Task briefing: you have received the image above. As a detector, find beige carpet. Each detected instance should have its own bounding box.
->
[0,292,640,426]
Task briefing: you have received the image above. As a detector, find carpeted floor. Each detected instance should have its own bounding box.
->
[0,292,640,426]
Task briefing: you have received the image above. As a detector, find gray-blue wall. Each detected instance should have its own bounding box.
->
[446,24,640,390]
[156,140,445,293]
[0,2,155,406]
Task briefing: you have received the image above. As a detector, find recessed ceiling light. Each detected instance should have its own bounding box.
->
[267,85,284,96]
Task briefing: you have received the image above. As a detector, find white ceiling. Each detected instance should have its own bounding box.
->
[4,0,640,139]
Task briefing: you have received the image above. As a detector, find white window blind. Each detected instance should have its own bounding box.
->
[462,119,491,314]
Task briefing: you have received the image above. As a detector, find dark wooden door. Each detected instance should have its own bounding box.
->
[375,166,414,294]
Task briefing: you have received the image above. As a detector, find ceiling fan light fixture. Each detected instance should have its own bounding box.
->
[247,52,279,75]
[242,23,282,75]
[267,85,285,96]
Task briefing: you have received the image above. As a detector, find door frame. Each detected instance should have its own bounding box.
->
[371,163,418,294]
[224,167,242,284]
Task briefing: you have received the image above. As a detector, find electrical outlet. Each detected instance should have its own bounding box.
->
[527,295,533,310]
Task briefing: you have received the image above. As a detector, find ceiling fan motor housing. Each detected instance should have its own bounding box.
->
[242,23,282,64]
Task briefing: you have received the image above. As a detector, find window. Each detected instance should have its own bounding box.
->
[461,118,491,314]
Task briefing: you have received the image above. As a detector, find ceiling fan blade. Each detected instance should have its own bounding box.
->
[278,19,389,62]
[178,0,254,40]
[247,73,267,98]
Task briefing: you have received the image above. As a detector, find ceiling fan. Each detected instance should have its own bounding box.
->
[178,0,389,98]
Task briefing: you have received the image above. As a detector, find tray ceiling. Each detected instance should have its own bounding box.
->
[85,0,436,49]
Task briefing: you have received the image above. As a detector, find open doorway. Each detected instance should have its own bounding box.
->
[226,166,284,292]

--- REQUIRED TASK ---
List every line in the data above that contains the word "window". Case matters.

--- ANSWER ---
Task briefing: you have received the image above. As a detector, find white window blind. Each detected instance should have its own bounding box.
Task briefing: you have received the image above. As a detector, find window. Each detected instance should have its own bounding box.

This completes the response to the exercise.